Show every line in the records below that contains the string "wing".

────

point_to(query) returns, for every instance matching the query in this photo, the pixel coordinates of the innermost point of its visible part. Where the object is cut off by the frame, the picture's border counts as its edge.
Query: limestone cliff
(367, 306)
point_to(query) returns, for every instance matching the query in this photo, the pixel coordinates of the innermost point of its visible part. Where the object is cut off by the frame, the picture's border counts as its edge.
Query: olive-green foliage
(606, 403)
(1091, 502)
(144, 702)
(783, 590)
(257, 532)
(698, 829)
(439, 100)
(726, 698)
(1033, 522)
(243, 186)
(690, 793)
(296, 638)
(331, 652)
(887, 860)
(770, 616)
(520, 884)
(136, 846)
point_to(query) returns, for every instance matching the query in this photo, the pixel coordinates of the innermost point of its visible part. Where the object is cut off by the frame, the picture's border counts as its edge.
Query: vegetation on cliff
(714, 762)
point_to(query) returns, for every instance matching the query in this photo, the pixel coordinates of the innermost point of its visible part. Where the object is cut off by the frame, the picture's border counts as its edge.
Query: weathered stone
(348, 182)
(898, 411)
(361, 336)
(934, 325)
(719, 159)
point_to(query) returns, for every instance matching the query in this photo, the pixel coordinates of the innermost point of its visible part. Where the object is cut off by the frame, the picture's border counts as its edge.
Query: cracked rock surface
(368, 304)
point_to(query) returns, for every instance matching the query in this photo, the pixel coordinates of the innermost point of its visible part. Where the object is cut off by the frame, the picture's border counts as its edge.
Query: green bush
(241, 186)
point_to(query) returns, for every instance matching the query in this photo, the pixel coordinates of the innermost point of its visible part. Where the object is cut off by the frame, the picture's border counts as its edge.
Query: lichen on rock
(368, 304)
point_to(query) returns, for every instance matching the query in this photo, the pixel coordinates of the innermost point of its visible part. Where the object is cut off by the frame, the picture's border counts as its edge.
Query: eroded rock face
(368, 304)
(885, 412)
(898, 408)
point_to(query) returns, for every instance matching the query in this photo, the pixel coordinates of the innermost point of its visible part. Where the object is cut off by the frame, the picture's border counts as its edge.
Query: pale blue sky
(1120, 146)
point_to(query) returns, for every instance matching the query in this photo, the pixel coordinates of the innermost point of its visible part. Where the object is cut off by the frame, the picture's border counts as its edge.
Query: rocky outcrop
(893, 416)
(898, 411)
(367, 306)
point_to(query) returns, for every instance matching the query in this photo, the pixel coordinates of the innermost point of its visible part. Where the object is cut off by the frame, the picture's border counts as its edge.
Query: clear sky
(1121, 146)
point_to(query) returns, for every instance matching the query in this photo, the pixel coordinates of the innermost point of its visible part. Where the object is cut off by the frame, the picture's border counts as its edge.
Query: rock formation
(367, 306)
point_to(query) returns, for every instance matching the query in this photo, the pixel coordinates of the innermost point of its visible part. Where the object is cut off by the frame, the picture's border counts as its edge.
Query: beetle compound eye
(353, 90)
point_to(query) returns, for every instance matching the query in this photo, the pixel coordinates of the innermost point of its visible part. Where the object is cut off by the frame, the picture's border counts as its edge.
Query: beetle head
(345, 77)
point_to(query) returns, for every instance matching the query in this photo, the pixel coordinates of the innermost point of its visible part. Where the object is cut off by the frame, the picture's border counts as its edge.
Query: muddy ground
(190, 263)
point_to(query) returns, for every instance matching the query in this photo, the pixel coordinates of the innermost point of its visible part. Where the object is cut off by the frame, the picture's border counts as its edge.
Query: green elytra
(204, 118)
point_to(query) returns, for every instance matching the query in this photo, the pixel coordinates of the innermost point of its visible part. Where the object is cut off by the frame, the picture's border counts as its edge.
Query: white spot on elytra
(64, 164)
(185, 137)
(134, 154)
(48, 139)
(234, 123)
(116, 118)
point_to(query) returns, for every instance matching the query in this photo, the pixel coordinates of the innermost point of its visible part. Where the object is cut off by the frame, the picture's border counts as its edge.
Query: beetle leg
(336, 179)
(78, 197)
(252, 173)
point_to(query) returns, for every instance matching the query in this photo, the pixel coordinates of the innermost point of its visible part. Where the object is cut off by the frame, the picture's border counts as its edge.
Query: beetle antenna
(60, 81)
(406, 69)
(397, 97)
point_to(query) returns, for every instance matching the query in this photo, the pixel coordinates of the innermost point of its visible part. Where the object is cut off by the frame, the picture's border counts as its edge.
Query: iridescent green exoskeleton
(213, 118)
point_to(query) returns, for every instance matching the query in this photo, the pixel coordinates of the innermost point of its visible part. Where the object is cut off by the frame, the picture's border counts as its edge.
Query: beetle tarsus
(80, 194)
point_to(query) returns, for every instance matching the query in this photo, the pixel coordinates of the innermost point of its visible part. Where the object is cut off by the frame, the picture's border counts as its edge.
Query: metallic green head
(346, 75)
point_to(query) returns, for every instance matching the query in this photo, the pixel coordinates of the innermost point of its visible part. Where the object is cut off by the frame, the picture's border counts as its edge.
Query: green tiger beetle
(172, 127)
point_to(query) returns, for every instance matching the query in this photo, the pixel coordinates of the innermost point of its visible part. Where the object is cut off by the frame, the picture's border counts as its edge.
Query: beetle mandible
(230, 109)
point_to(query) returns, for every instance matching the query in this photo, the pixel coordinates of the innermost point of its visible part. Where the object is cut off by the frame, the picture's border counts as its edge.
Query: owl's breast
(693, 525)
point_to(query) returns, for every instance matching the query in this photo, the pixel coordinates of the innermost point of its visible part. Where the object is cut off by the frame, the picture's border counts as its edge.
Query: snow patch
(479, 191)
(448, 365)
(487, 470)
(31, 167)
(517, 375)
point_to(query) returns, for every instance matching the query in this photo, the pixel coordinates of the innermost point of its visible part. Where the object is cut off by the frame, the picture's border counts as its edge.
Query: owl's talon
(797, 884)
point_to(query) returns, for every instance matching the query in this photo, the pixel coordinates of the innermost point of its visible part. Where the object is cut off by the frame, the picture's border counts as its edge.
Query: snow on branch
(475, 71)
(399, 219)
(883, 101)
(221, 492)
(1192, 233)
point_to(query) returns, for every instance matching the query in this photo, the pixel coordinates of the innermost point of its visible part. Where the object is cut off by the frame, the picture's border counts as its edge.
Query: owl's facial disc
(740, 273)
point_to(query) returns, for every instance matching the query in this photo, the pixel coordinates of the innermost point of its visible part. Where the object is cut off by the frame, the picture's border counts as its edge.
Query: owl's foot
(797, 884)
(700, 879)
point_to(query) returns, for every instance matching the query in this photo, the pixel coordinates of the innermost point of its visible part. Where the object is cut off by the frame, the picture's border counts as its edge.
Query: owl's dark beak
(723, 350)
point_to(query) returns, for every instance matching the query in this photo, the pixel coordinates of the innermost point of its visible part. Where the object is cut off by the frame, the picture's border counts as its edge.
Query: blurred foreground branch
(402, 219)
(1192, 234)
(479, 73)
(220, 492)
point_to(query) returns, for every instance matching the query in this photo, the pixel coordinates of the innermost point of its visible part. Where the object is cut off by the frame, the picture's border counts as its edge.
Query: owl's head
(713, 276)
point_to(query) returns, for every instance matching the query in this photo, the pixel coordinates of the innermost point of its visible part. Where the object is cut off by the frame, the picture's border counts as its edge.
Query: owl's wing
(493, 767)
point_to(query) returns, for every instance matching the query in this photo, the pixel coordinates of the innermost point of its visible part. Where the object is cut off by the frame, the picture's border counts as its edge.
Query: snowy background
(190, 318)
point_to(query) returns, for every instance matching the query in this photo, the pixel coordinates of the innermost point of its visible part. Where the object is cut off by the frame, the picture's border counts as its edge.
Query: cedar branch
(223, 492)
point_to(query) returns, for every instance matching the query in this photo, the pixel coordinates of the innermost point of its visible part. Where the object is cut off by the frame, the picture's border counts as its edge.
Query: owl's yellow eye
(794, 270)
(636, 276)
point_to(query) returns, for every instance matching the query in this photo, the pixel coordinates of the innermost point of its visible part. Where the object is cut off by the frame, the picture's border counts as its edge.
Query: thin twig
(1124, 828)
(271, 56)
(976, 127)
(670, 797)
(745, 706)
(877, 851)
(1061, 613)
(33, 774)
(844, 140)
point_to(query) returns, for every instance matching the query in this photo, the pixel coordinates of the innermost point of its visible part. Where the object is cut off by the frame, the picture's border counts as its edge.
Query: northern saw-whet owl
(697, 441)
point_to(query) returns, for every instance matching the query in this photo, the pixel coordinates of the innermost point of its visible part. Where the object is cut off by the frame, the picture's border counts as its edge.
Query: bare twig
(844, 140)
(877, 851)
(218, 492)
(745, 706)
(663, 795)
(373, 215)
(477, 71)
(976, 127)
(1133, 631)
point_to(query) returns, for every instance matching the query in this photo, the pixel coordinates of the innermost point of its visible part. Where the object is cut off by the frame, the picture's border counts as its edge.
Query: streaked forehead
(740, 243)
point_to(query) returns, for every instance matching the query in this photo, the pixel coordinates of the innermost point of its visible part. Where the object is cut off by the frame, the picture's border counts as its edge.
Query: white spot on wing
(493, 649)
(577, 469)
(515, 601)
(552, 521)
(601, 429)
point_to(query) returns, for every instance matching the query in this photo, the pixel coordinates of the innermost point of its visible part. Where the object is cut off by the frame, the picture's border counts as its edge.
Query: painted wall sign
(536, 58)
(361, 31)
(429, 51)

────

▶ **SOLUTION TO THIS PROBLEM**:
Query: owl's wing
Query: white spot on wing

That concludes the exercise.